It's unfortunate for the man from Kansas that Justin Rose also happens to be out of his mind on the greens. In fact, the 2013 US Open winner has been better than Woodland by a shot or so, which would be about right on a normal week only they wouldn't rank first and third. They're breaking new ground on old ground at Pebble Beach.
Sunday, though, will surely not depend on who makes the 40-footer. This can't carry on. It will depend on whose long-game remains intact; who can avoid the sort of trouble spots which swarmed all around Dustin Johnson and forgot about Graeme McDowell; and, yes, who gets lucky.
Rose didn't have luck on his side when last faced with this kind of situation. Back in 2017, he'd done as most expected him to do and taken control of his tussle with Sergio Garcia at the Masters, and it was Garcia who had found a new trouble spot to the left of the creek at the curving 13th.
A bit of good luck for Rose - or bad luck for Garcia - and the tournament would've ended then and there, but it continued and in surviving the moment which we all thought had done for him, Garcia became something stronger than he had been before.
That is the reminder to Rose and to all of us that credentials don't always count for as much as they might. By rights it will be him and if not him then Brooks Koepka and if not Brooks Koepka then Louis Oosthuizen and if not Louis Oosthuizen then Rory McIlroy. Woodland, exposed on top of a hill, will be cut down. Were it that simple, Rose would be halfway to a grand slam.
Were it that simple, Molinari would still be that short, stocky, timid man from Turin who won once every two or three years, existing quietly in a corner of the sport which doesn't concern itself with things like Sunday of an Open Championship, and Woodland would still be that powerful show pony sat alongside him, unconcerned with affairs at Pebble Beach.
They've always had more in common than at first it seemed. Come Sunday night, they may be forever bound together by golf's history books, in a chapter about perseverance and hard work, serving as a reminder to all of us that people change, careers change.
1pt Garcia to beat Spieth at 17/10
3pts Fleetwood to beat Wise at 8/11
Things are looking up with a round to go, despite Xander Schauffele's catastrophic start to round three and the fact that while Woodland was in the Masters staking plan and Rose was the headline bet in the PGA, truly neither were on my radar here.
They're looking up (and these things are relative) thanks to Chez Reavie, a 9/1 top-20 bet who currently sits in third place. Of course, given that he was a 250/1 chance there's an element of the bittersweet here but to be frank chances are that he stutters a little and finishes around 10th place anyway. Providing he doesn't win and does finish inside the 20, no complaints.
Viktor Hovland, meanwhile, was one of two winning two-ball selections yesterday, and in playing well enough to account for Webb Simpson he kept slim top continental European hopes alive. They're slim because the lead here is jointly held by Jon Rahm and Henrik Stenson four shots away, but Hovland currently fills the final place and at 28/1 that's just fine.

Direction 1 =>
Retype the golf passage from "They're looking up" up to and including "20, no complaints.".
The golf passage and the listing are unrelated materials.

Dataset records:
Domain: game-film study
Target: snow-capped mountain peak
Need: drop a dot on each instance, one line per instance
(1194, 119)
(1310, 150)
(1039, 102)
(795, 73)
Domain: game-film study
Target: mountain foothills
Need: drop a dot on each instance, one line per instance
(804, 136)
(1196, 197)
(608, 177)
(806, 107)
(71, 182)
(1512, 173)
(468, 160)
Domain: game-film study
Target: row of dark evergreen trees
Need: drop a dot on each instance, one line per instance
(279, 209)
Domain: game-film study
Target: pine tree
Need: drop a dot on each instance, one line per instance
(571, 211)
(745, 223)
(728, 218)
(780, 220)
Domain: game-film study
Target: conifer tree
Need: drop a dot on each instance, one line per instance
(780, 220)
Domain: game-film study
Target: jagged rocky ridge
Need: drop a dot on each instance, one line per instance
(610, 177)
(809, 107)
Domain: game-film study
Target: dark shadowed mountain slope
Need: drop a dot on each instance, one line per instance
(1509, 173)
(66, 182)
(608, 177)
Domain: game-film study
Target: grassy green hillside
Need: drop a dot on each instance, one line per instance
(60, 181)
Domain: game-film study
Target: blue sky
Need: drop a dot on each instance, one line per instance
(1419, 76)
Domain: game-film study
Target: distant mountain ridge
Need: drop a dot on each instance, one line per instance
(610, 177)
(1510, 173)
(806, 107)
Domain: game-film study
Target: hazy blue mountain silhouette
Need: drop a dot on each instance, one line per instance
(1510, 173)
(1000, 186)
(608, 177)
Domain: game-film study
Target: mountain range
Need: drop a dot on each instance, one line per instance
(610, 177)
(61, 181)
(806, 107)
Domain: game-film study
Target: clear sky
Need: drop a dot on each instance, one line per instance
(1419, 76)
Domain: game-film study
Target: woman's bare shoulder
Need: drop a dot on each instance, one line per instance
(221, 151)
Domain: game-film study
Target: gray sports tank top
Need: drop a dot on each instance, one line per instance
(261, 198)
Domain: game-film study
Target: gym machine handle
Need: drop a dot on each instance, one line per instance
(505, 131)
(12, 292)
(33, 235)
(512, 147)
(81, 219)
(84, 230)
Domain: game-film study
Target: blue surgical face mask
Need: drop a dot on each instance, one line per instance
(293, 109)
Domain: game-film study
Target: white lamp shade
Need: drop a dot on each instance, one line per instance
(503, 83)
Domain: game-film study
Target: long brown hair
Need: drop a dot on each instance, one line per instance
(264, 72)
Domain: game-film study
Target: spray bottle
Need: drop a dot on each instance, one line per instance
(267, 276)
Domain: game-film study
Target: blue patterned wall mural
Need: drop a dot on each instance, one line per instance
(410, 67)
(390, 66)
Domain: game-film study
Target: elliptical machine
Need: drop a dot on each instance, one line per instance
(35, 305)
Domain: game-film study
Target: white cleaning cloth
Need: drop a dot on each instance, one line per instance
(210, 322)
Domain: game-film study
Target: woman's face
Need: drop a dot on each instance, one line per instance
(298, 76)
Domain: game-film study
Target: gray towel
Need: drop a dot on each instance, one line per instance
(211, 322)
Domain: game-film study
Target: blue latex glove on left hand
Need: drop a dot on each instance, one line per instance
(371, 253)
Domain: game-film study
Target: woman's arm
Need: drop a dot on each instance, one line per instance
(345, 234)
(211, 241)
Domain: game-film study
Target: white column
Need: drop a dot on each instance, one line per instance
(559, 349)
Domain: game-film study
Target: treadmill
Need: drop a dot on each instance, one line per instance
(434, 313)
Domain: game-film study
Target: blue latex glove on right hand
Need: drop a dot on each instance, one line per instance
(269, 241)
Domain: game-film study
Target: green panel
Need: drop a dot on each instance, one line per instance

Direction 2 =>
Pick out each line of the listing that contains the word "white".

Task solution 1 =>
They're looking up (and these things are relative) thanks to Chez Reavie, a 9/1 top-20 bet who currently sits in third place. Of course, given that he was a 250/1 chance there's an element of the bittersweet here but to be frank chances are that he stutters a little and finishes around 10th place anyway. Providing he doesn't win and does finish inside the 20, no complaints.

Task solution 2 =>
Target: white lamp shade
Target: white cleaning cloth
Target: white column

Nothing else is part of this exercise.